*** Text provided ***
As temperatures have climbed past the 90s over the past few days, one apartment complex just off Columbia Pike hasn’t been able to turn on the air — and that has some residents steamed.

Staff at the Dominion Towers Apartments (1201 S. Courthouse Road) were hoping to switch on the air conditioning system this past Thursday (May 3), giving people living in the building’s 330 units their first chance to cool down their homes for the year.

But senior property manager Christle Tate told ARLnow that the system experienced some sort of malfunction, and now she’s waiting on a contractor to work with the A/C’s manufacturer to find a fix for her overheated residents.

“We’re sitting in limbo, just like they are,” Tate said. “I’d never want anybody to sit through this… but, truth be told, we don’t have an answer right now.”

Tate suspects that the problem stems from the system’s “chiller board,” but she says has no idea when the contractor working on the A/C might be able to get it fixed.

“It’s not anything we’re doing on our end to hold up the process,” Tate said.

She says that even executives with the company that owns and manages the building — Alexandria-based Capital Investment Advisors — are in the dark about when the system might work again. Officials at the company did not immediately return requests for comment.

That sort of uncertainty is quite troubling for people living in Dominion Towers, like Jim Eisele, a resident since 2011.

He says the past weekend’s at-times sweltering temperatures made his apartment unbearable without any air conditioning, but he’s even more frustrated with the way the building’s management has responded to the incident.

“The communication has been terrible from when they took over managing the building,” Eisele said. “But obviously that’s more severe when it affects the air conditioning.”

Tate stressed that management has sent out several emails updating residents on the status of the system, and she emphasized that’s as dismayed as anyone about the outage, particularly because she’s concerned about the heat’s impact on many of the building’s older occupants.

But she also conceded that there’s little she can tell Dominion Towers residents except: “Be patient.”

“My residents here are not used to me not having an answer to something,” Tate said. “This is the first time I truly don’t know.”
*** End of Text provided ***
Goal of the exercise
Pull from the article above about the Dominion Towers air conditioning outage the passage starting with "Tate suspects that" and going on through "requests for comment.", copied word for word.
*** Data for analysis ***
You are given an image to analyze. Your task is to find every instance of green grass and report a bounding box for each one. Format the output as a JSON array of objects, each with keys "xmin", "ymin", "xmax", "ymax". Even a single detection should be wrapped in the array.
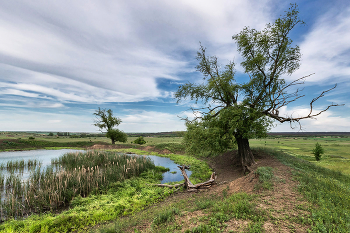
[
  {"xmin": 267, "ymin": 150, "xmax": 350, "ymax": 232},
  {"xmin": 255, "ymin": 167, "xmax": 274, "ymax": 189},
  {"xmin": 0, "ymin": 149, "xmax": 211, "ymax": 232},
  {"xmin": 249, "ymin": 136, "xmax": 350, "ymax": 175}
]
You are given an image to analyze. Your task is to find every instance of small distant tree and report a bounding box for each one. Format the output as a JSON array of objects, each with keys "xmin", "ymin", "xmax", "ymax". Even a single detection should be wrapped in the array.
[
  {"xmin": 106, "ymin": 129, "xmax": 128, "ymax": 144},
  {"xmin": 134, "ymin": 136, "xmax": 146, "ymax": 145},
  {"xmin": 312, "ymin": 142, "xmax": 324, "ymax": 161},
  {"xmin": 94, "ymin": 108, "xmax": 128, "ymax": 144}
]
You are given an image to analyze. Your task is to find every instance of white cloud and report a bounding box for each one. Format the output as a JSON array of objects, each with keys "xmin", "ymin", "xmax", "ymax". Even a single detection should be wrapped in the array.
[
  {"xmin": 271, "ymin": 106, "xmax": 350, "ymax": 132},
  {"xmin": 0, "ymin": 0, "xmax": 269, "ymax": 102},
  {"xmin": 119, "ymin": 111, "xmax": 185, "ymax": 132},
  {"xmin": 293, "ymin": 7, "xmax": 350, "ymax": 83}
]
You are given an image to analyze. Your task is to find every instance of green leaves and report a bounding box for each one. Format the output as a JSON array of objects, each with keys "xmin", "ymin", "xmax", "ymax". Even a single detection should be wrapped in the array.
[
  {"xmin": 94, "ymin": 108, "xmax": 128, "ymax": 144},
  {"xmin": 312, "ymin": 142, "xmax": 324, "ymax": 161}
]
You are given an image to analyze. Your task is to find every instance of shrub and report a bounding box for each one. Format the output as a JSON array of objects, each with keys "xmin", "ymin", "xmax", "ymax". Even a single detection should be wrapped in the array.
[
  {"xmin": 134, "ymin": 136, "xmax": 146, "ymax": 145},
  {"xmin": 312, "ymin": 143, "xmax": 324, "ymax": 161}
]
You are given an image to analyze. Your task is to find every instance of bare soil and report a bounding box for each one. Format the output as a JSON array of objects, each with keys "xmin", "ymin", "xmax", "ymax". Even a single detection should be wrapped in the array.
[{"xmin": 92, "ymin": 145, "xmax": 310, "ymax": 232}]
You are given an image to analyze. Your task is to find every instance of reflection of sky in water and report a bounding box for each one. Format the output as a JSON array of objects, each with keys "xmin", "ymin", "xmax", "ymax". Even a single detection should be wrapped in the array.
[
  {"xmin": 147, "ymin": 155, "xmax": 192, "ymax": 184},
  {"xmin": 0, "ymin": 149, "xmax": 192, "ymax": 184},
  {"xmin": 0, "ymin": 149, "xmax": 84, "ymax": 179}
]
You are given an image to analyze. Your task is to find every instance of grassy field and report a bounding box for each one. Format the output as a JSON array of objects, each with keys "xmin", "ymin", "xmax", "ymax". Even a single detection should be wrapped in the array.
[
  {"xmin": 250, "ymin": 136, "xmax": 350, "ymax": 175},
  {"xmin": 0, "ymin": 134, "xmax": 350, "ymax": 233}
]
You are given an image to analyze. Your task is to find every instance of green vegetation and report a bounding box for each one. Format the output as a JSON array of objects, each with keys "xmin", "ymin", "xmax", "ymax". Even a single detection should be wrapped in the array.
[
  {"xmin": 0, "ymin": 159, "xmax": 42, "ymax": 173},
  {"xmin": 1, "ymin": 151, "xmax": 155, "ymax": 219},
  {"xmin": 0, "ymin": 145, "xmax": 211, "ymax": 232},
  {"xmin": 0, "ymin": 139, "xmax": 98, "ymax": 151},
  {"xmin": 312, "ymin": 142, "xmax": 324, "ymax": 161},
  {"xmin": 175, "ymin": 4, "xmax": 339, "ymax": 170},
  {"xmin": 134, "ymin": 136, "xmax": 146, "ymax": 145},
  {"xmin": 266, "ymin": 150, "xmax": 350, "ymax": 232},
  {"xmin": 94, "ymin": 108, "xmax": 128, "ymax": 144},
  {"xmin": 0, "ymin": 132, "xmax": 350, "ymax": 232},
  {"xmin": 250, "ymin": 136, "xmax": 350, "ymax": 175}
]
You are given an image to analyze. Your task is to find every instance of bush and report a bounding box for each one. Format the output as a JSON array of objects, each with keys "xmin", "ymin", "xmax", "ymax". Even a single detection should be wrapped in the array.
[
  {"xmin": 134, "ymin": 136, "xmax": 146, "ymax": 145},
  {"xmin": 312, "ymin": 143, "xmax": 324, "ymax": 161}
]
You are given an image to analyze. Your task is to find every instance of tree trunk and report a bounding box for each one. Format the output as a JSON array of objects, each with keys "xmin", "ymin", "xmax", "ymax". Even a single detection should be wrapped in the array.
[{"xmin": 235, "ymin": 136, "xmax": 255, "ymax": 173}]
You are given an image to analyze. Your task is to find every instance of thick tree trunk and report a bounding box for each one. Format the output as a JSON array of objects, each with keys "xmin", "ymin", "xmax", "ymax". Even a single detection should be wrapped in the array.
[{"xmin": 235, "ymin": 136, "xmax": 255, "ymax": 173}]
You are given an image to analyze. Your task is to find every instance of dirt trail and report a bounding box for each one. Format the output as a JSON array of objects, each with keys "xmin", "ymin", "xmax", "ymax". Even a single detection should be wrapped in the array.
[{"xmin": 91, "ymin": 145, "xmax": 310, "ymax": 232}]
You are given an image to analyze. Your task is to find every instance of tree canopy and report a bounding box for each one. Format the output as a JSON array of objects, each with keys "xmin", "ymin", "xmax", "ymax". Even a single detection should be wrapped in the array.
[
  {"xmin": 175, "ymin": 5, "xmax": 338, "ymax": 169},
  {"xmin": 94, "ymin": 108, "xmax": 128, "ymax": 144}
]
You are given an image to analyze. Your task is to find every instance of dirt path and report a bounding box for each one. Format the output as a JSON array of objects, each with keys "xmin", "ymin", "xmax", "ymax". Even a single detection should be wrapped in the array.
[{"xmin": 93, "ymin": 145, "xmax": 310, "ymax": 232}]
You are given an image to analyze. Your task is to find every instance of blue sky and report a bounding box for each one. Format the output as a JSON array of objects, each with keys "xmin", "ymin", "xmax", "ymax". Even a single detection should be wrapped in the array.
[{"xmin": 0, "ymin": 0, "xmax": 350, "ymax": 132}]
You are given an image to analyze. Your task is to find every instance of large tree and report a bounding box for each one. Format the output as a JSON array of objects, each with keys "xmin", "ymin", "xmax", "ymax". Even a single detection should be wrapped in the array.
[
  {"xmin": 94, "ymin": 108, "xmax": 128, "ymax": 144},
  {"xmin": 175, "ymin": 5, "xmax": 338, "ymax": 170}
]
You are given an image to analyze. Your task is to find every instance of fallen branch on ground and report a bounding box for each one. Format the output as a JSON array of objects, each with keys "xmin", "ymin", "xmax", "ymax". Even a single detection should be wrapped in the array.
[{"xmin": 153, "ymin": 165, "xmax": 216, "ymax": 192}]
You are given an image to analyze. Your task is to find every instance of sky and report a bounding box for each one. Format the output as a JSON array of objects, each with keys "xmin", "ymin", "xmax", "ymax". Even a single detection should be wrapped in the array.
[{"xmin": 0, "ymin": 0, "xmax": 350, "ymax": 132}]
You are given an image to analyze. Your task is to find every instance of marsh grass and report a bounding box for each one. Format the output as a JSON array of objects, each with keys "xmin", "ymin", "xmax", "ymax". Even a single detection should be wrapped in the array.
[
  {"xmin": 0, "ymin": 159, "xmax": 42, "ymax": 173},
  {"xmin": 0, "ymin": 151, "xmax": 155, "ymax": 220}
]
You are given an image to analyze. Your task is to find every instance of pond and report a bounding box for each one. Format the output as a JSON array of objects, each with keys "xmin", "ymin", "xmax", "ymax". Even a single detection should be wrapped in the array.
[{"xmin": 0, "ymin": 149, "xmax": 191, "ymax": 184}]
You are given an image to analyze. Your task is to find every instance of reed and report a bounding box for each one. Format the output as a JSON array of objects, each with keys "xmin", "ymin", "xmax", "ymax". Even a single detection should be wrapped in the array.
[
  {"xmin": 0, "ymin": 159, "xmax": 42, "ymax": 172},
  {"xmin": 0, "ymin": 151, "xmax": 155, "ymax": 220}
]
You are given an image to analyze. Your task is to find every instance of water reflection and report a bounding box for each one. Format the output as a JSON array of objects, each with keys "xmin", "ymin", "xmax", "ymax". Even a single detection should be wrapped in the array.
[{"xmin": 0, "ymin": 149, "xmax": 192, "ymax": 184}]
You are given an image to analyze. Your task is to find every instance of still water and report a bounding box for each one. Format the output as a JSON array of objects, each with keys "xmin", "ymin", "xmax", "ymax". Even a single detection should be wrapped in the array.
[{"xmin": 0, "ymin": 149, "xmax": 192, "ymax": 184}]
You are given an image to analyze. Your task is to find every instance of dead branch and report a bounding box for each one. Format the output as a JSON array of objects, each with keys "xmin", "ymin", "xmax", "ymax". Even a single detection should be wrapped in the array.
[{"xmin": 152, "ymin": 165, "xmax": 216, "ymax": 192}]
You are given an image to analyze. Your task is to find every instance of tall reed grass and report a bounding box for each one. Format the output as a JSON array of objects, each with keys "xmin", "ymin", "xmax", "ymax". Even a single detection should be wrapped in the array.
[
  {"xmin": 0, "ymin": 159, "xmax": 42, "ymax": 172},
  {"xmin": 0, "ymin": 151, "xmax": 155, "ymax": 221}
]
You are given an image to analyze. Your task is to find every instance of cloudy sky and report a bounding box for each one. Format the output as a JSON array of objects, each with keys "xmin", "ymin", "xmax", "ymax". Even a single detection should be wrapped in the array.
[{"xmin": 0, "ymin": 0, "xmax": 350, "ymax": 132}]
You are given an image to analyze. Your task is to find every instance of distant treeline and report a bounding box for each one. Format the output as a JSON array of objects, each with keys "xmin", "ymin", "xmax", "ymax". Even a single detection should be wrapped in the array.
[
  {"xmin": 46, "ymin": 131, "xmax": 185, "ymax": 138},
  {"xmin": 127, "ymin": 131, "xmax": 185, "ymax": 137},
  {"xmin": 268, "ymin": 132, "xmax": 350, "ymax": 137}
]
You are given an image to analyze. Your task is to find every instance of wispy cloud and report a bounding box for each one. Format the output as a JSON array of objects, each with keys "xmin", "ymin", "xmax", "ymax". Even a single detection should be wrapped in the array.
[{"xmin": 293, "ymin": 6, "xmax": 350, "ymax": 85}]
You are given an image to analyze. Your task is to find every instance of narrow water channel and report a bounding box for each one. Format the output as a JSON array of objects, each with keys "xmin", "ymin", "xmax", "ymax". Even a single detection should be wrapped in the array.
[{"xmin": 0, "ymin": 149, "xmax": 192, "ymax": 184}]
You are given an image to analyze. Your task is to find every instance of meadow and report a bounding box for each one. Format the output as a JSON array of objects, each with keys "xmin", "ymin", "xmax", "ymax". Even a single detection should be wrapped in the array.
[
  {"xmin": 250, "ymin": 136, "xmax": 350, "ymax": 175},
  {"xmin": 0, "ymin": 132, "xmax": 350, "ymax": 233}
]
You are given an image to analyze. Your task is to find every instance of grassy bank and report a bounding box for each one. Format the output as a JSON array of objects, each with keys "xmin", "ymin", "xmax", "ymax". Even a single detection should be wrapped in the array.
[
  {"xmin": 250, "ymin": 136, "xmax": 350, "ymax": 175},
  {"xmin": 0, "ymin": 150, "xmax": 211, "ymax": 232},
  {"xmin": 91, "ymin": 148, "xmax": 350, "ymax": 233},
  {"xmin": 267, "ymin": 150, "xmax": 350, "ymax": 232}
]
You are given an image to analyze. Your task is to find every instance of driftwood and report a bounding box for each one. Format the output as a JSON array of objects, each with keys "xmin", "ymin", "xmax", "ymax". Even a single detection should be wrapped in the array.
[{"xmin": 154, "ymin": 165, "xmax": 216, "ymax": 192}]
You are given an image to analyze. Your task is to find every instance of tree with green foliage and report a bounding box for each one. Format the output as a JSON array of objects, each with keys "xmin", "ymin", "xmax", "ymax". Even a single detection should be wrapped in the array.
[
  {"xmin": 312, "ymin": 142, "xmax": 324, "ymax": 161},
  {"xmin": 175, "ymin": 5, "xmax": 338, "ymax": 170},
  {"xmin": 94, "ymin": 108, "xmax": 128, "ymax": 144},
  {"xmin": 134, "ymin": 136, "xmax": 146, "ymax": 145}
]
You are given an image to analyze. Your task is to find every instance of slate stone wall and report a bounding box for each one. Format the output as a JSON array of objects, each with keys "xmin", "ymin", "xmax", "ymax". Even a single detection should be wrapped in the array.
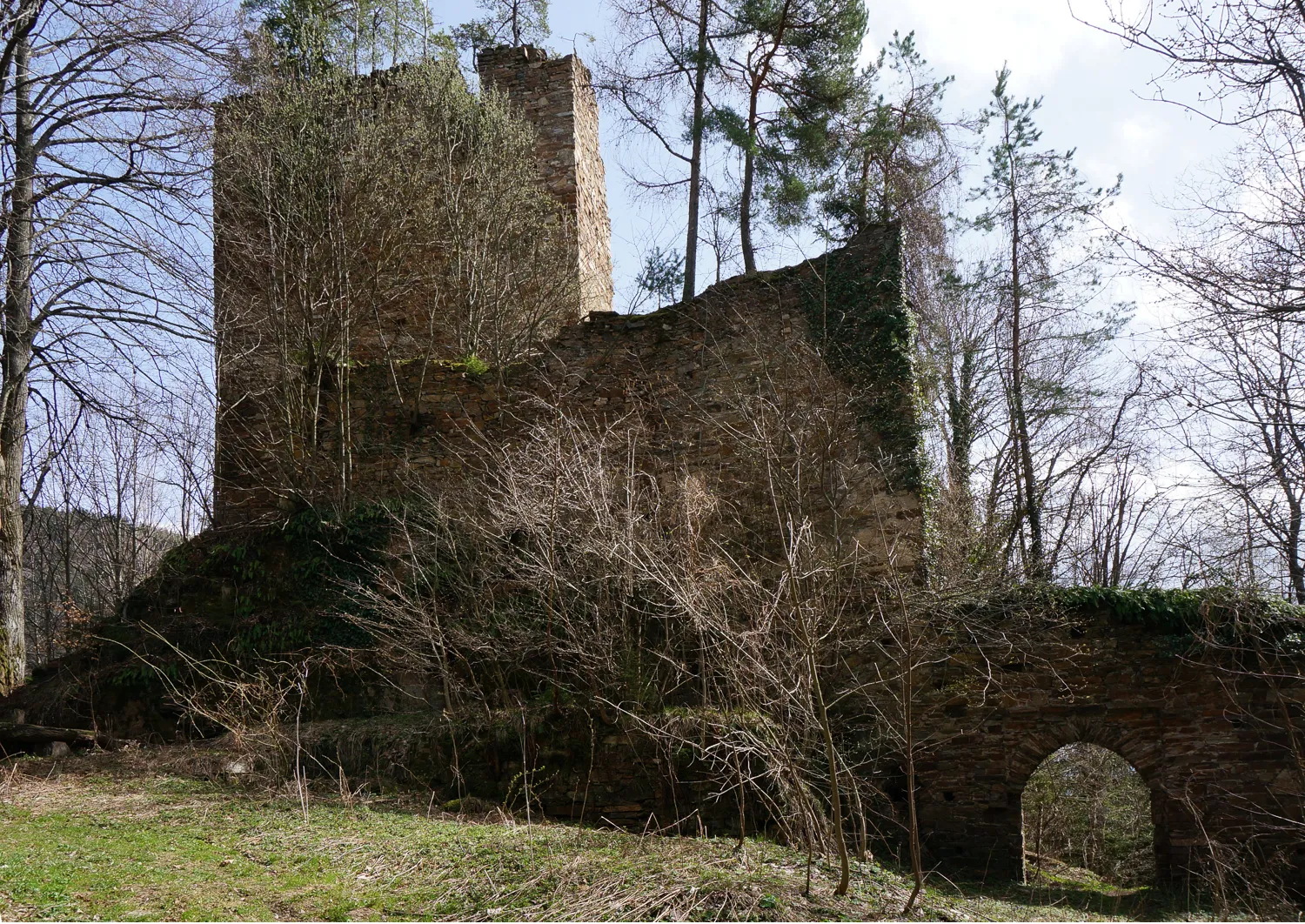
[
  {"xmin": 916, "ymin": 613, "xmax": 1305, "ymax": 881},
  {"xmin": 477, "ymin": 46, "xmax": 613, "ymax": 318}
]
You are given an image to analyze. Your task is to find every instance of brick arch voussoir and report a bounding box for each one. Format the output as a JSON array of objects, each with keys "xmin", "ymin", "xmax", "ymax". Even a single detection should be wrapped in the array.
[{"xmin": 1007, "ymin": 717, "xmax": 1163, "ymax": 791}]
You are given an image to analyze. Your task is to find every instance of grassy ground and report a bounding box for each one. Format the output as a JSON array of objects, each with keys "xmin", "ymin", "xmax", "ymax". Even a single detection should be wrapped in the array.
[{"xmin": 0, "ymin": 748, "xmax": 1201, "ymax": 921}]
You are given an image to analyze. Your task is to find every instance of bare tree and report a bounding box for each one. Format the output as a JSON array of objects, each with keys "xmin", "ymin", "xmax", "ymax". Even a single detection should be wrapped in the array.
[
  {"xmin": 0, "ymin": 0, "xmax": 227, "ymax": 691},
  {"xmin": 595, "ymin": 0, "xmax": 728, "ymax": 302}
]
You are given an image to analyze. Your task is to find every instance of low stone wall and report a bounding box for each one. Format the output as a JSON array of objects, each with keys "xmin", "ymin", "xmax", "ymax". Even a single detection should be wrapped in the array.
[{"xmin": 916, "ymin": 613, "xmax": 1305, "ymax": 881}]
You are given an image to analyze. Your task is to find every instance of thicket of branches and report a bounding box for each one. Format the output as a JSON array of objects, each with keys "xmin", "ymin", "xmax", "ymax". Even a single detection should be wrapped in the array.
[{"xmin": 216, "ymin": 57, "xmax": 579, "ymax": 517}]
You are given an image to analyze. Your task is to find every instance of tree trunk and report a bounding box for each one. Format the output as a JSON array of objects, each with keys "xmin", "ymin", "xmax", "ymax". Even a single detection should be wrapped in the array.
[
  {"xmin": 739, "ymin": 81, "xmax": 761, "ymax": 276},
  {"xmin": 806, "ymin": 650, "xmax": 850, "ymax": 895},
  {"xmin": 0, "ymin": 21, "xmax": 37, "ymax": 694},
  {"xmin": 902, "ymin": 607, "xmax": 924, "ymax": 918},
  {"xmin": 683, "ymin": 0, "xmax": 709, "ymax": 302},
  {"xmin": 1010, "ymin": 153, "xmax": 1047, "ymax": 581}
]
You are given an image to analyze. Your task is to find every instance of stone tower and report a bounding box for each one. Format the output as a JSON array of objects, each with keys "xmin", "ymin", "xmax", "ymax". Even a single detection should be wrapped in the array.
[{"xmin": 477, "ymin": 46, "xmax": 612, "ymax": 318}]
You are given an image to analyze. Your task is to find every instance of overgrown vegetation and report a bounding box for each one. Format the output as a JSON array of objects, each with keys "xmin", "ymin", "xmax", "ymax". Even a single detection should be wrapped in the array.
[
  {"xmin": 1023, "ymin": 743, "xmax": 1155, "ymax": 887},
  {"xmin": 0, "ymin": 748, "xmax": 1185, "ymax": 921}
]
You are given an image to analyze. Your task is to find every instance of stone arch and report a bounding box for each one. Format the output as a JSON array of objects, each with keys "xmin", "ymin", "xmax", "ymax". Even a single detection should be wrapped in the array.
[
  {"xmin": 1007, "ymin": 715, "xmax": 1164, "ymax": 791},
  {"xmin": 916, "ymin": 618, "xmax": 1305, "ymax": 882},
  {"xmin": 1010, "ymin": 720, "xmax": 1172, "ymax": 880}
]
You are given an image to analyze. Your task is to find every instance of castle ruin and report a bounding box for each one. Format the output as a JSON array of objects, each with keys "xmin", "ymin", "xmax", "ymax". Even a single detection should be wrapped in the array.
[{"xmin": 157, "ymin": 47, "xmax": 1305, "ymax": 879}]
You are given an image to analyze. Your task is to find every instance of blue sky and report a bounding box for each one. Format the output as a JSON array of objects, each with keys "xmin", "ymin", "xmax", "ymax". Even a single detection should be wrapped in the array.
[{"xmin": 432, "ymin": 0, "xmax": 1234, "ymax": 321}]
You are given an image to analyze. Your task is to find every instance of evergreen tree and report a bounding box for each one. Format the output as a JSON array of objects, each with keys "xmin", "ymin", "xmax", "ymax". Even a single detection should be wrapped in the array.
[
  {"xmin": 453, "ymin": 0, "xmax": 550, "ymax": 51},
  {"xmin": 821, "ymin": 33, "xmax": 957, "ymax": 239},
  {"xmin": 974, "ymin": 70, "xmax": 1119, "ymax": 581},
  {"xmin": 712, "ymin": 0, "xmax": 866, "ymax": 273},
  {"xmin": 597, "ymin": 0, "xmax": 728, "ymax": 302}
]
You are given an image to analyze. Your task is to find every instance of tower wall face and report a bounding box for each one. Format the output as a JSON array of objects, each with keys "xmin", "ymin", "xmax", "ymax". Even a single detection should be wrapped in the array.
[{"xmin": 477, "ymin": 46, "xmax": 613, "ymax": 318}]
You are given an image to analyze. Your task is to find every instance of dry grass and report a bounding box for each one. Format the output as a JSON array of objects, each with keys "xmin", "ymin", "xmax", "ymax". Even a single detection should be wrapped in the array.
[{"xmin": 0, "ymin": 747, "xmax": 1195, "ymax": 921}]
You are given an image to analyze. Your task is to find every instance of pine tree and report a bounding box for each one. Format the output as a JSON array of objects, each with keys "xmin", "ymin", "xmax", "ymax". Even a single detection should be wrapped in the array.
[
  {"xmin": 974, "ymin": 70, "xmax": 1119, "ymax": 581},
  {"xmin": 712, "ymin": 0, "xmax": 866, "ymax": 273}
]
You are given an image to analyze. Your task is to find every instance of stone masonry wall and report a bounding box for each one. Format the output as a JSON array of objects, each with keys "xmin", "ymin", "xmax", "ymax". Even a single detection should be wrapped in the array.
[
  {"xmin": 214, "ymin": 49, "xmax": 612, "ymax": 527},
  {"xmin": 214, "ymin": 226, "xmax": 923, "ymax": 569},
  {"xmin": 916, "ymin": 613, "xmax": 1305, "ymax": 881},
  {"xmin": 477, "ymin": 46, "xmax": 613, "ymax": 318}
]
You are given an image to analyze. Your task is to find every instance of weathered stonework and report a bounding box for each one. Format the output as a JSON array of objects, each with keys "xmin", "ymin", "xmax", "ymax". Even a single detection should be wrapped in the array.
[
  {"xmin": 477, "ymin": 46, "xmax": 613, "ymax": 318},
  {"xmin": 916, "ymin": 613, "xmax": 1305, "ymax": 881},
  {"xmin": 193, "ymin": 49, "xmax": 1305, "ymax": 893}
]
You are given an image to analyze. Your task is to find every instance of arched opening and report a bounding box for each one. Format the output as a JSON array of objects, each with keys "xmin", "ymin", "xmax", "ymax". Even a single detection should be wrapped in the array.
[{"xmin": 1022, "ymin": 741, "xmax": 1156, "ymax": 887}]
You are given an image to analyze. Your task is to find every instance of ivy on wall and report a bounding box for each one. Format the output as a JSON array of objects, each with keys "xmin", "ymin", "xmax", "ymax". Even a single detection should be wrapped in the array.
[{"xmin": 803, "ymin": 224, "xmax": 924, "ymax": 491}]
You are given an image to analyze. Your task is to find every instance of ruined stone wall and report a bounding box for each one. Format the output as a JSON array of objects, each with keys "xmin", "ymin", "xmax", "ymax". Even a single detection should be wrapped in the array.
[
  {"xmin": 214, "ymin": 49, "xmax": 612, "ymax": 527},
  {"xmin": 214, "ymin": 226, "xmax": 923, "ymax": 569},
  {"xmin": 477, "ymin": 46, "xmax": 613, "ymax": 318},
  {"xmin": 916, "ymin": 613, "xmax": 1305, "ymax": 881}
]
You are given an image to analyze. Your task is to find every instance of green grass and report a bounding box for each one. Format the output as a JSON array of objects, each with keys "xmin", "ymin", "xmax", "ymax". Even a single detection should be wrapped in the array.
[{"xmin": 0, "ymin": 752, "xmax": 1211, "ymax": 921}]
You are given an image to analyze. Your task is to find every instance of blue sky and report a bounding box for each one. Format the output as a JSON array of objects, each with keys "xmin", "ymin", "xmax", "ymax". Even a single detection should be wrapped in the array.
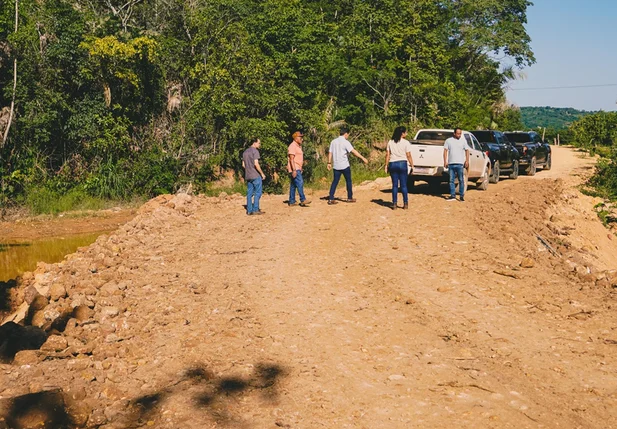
*** End of Data for analysis ***
Task response
Tate suspects that the problem stems from the system’s “chiller board,” but she says has no idea when the contractor working on the A/C might be able to get it fixed.

“It’s not anything we’re doing on our end to hold up the process,” Tate said.

She says that even executives with the company that owns and manages the building — Alexandria-based Capital Investment Advisors — are in the dark about when the system might work again. Officials at the company did not immediately return requests for comment.